- [DIRECTIVE] Copy out every line below that contains the word "array".

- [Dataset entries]
▼
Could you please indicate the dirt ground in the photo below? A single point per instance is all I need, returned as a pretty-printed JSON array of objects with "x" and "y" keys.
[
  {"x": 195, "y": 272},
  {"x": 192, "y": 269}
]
▲
▼
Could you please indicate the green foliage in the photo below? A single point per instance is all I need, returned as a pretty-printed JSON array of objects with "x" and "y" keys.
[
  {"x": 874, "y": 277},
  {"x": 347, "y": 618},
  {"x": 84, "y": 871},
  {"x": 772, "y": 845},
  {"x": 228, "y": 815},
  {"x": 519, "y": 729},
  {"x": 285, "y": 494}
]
▲
- [WRITTEN REPLY]
Could you please indicate the dirt ground in the photo below? A single point per instance is all I need, returned as a pretty-printed JSON array of objects with "x" and "y" keys.
Could you please indicate the green foliage in the photo below? A single point per instance is all I need, returned as a pretty-printed JSON array of objects with "x" and "y" keys.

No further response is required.